-- Start of Material supplied --

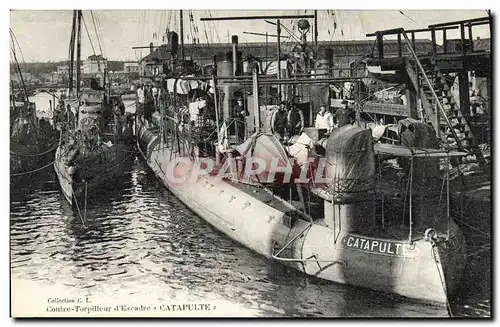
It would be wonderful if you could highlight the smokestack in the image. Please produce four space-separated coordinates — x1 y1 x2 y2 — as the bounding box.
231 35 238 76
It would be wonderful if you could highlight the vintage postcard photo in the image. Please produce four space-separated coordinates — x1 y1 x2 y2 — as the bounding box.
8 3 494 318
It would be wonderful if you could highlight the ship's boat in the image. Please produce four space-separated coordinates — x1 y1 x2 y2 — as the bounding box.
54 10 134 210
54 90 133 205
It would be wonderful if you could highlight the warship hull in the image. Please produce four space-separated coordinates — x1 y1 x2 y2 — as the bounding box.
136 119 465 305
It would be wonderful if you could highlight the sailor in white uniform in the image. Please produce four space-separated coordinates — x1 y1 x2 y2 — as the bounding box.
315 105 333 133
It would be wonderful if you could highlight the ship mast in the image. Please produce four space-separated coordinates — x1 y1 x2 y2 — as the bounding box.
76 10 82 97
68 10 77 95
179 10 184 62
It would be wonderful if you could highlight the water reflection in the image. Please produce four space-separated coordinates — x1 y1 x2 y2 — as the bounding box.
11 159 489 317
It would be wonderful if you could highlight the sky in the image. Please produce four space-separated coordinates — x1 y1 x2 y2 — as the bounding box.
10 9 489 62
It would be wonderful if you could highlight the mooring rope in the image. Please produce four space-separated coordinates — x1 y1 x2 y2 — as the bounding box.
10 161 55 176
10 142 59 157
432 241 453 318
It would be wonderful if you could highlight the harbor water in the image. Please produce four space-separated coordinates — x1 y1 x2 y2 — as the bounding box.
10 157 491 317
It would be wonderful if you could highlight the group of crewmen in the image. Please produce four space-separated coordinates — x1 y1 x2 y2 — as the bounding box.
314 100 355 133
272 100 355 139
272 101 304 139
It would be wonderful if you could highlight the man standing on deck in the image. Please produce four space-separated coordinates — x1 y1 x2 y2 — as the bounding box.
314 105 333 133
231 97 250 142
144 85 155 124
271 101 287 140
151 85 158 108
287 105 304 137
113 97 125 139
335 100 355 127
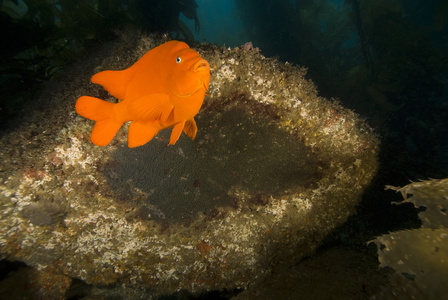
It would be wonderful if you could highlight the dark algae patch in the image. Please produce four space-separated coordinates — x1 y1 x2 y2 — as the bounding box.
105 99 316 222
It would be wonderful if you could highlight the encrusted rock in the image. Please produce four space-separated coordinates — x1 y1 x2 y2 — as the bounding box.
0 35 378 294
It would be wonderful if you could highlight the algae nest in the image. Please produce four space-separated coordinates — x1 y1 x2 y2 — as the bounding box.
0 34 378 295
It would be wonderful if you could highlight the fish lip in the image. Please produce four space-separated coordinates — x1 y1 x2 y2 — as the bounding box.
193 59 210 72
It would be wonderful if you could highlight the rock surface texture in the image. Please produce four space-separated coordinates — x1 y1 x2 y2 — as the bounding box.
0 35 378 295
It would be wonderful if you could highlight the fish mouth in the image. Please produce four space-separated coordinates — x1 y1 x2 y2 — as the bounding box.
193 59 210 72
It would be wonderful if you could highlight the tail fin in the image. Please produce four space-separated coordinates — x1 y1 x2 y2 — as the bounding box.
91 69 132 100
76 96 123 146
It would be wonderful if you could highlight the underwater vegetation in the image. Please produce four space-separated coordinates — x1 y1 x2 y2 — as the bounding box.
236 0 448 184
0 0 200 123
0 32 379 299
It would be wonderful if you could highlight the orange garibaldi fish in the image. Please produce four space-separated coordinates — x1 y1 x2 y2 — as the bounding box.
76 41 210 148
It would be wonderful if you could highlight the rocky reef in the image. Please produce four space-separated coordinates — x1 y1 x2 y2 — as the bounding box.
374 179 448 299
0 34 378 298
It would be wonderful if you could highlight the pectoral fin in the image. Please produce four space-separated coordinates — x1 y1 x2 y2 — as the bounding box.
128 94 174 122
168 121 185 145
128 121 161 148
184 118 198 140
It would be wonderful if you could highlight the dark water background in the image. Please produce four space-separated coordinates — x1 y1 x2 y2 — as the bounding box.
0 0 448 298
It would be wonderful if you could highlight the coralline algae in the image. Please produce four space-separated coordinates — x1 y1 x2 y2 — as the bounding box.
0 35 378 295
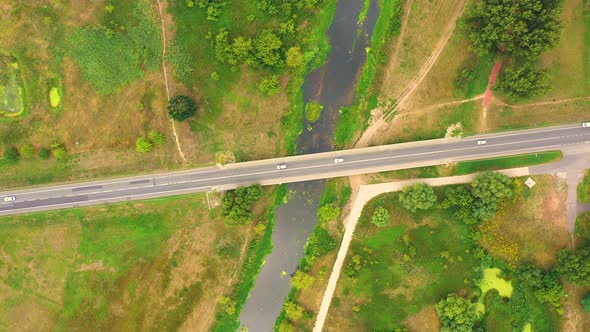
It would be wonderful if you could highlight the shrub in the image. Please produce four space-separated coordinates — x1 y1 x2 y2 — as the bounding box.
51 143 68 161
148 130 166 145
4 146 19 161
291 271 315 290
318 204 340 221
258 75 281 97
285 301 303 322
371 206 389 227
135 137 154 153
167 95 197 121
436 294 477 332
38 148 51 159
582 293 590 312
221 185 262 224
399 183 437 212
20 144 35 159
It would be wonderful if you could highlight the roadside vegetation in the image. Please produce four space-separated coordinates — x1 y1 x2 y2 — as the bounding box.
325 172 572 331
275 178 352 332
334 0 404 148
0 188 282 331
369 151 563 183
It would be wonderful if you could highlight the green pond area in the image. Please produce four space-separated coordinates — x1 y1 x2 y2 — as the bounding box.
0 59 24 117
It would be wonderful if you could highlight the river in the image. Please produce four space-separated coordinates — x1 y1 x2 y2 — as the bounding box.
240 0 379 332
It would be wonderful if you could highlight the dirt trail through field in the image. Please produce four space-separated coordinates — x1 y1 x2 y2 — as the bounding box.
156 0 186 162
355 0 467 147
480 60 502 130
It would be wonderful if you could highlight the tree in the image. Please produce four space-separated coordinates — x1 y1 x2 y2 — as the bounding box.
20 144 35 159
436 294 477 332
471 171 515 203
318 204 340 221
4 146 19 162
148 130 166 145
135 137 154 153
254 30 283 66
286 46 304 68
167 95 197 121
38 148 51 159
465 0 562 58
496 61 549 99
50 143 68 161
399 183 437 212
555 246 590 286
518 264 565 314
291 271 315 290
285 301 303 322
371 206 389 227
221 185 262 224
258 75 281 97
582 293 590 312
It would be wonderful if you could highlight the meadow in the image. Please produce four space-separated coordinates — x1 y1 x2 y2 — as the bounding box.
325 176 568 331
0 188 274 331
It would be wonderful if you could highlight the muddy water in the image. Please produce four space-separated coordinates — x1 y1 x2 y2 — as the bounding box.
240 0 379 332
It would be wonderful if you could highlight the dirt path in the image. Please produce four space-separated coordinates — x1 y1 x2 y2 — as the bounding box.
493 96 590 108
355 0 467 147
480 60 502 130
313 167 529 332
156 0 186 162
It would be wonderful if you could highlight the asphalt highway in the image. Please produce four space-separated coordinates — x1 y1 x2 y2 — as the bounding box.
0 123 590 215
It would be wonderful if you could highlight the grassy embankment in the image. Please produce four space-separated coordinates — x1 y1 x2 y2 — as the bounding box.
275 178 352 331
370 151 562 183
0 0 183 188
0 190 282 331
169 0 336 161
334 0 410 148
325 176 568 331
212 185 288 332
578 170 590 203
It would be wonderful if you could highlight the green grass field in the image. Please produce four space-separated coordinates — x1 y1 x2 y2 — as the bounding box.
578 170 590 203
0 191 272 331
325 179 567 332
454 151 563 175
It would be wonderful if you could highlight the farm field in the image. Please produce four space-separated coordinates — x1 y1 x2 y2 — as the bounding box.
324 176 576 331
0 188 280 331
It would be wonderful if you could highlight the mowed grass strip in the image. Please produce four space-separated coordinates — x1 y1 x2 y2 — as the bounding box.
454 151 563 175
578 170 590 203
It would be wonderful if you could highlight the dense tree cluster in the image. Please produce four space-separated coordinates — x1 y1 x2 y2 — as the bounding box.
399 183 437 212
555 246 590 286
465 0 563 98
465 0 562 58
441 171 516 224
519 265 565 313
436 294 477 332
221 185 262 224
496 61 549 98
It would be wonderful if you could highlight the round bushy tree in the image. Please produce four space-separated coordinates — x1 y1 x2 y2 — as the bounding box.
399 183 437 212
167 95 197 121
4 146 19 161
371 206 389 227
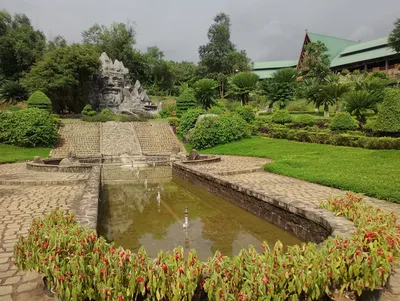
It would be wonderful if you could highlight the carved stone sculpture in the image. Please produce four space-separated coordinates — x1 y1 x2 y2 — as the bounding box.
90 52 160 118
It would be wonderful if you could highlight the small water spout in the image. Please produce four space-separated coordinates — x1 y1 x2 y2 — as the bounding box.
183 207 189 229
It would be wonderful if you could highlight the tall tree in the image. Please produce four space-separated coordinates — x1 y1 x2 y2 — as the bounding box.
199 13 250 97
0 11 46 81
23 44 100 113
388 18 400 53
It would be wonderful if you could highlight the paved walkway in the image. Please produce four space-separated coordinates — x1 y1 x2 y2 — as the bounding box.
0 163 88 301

-- End of Material supplied --
-- Start of Material supplied --

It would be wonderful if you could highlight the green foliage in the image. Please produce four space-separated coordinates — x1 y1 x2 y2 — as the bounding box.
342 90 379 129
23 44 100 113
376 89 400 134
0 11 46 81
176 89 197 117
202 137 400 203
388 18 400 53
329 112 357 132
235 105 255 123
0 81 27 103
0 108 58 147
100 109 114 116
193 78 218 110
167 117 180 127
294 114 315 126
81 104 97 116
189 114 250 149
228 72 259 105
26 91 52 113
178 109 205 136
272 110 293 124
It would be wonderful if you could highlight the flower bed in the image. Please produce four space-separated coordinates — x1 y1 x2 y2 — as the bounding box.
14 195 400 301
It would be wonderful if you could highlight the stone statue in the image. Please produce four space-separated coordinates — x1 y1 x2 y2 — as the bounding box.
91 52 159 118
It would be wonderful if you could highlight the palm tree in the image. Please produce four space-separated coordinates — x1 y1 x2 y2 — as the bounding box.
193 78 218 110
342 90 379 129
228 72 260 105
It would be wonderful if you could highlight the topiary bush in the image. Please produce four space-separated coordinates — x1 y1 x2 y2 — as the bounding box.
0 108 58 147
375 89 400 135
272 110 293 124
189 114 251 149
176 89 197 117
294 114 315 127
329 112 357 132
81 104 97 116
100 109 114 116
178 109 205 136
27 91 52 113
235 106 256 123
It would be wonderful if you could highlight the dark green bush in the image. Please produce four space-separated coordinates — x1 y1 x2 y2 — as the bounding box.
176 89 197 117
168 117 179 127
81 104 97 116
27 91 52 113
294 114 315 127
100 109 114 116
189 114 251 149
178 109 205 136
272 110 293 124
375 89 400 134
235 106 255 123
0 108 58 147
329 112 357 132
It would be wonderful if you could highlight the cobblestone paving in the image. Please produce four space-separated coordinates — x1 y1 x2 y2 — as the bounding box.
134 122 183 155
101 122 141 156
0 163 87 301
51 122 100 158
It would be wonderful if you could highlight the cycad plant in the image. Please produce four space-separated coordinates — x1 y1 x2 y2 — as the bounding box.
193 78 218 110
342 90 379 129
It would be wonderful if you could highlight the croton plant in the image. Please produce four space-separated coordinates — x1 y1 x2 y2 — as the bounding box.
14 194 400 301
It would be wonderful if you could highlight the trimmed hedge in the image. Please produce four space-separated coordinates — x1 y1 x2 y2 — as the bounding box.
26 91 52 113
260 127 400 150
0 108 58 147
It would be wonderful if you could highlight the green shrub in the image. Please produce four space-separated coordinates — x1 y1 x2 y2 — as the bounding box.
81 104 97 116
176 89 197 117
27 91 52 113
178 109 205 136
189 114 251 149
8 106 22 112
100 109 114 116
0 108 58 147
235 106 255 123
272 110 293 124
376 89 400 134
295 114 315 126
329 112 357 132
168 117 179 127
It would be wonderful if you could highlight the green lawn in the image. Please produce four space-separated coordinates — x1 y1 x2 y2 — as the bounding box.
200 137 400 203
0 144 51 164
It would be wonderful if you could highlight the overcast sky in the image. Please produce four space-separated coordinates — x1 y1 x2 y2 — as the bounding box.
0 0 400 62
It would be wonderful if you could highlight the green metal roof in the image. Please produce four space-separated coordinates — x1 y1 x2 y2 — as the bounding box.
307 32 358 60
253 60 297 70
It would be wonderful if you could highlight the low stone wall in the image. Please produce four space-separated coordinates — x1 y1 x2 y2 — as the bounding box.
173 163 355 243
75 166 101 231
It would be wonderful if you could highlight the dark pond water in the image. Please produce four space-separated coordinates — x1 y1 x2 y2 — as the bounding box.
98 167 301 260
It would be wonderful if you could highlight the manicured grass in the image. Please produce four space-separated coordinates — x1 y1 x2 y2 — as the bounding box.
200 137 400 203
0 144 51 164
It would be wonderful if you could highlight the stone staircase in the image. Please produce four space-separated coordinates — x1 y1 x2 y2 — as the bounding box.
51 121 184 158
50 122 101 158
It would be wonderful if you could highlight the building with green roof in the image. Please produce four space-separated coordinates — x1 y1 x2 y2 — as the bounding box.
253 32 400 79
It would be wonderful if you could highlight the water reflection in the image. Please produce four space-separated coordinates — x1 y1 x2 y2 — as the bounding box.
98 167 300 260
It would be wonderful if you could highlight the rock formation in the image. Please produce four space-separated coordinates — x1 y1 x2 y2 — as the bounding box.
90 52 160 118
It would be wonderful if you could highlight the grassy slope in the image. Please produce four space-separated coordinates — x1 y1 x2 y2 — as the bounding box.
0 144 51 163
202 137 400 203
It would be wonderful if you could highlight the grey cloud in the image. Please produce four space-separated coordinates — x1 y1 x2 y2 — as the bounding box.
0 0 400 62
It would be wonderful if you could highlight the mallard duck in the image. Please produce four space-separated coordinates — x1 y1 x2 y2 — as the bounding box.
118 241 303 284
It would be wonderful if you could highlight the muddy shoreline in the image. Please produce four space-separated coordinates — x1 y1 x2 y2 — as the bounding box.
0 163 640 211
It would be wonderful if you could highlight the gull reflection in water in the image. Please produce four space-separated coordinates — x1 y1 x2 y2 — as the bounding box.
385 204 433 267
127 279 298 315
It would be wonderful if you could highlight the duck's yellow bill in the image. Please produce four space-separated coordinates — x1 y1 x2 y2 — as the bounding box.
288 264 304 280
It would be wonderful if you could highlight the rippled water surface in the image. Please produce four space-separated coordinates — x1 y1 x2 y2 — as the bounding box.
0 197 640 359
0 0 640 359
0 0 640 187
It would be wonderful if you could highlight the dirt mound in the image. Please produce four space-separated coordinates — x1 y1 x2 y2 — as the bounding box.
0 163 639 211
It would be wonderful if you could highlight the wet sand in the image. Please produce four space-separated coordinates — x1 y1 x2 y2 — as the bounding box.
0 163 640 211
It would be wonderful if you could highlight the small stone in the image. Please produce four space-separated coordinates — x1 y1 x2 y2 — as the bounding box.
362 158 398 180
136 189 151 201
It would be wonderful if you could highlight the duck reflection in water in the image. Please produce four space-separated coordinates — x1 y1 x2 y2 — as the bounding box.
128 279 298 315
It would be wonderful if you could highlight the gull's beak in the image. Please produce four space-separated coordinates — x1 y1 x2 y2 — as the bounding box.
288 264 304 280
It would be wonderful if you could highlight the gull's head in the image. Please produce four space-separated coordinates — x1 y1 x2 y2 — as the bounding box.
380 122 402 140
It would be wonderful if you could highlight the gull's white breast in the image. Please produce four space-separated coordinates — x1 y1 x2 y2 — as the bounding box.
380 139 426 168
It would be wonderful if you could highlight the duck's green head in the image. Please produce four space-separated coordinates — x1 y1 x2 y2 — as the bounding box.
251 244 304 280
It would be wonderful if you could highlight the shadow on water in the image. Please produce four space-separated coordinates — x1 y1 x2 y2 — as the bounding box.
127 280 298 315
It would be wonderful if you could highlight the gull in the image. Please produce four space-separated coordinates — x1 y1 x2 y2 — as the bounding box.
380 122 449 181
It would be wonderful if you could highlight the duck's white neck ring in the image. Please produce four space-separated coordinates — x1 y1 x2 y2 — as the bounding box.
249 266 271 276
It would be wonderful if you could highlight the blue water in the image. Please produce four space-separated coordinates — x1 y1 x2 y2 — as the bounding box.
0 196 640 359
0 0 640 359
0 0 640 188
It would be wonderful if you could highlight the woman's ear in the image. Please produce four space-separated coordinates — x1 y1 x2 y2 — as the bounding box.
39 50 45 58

-- End of Material supplied --
-- Start of Material supplied --

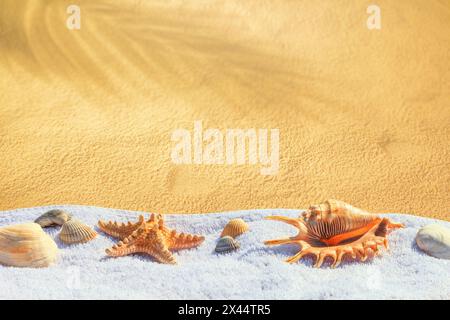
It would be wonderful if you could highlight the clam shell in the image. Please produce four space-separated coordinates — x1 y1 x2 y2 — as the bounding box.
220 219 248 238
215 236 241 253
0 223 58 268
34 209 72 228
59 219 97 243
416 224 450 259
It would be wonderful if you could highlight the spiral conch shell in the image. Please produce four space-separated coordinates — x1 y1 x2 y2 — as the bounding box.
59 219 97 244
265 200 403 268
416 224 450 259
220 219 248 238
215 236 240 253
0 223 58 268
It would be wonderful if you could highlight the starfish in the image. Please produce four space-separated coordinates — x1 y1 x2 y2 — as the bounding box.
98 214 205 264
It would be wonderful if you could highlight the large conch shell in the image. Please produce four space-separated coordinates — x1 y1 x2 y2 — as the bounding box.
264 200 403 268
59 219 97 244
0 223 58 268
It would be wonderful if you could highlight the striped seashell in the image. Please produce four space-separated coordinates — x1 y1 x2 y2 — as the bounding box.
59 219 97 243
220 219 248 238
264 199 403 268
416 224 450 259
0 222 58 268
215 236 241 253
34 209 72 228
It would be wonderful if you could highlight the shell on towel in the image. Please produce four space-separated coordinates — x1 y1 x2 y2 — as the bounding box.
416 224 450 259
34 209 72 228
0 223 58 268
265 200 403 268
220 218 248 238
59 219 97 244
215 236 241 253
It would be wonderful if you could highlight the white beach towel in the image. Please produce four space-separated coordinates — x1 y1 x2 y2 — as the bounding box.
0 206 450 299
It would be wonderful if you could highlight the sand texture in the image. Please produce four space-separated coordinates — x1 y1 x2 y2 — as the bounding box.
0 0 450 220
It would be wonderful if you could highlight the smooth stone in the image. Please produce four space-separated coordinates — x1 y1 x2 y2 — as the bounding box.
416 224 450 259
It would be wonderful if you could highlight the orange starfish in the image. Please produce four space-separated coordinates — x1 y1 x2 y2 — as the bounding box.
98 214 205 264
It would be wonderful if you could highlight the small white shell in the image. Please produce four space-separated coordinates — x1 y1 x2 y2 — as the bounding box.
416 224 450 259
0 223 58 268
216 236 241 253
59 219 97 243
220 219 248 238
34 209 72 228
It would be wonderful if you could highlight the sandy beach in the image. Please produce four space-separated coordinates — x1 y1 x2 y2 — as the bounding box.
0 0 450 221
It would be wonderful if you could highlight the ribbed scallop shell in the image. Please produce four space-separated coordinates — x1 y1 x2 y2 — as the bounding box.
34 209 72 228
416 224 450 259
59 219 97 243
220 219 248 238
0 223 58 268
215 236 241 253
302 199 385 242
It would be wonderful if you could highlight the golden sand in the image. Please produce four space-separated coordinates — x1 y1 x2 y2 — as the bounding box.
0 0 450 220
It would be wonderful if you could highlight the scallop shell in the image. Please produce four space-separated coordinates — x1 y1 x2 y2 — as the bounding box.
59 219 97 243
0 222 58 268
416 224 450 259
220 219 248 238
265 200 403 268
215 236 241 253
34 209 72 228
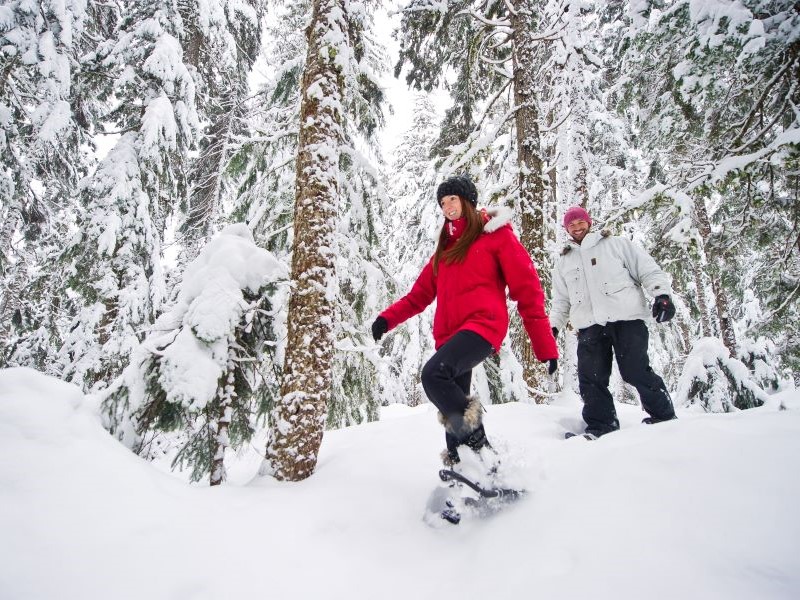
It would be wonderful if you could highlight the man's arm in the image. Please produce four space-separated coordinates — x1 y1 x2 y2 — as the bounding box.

-- End of Material supplied --

= Task objective =
Reproduce verbatim the lines starting at the one containing "It would be wonderful if you could highlight the sailor" and ending with the one containing "10 9 489 62", both included.

= Task response =
It would be wonderful if you could highlight the sailor in white uniform in the image. Please produce four space-separated coordinates — x1 y1 x2 y2 — as the bounding box.
315 105 333 133
It would be wonderful if you could highlight the ship mast in the image. Please produce four space-separated coordinates — x1 y1 x2 y2 — as the bounding box.
76 10 82 97
68 10 77 95
179 10 184 62
It would be wonderful if you could highlight the water reflection in the image. Please produce four space-separated coordinates — x1 y1 x2 y2 — as the bounding box.
11 159 489 317
It would be wonderful if you could highlight the sky in the image. Please produce four space-separated coordinates — x1 y1 x2 y2 — as the bounding box.
10 9 489 62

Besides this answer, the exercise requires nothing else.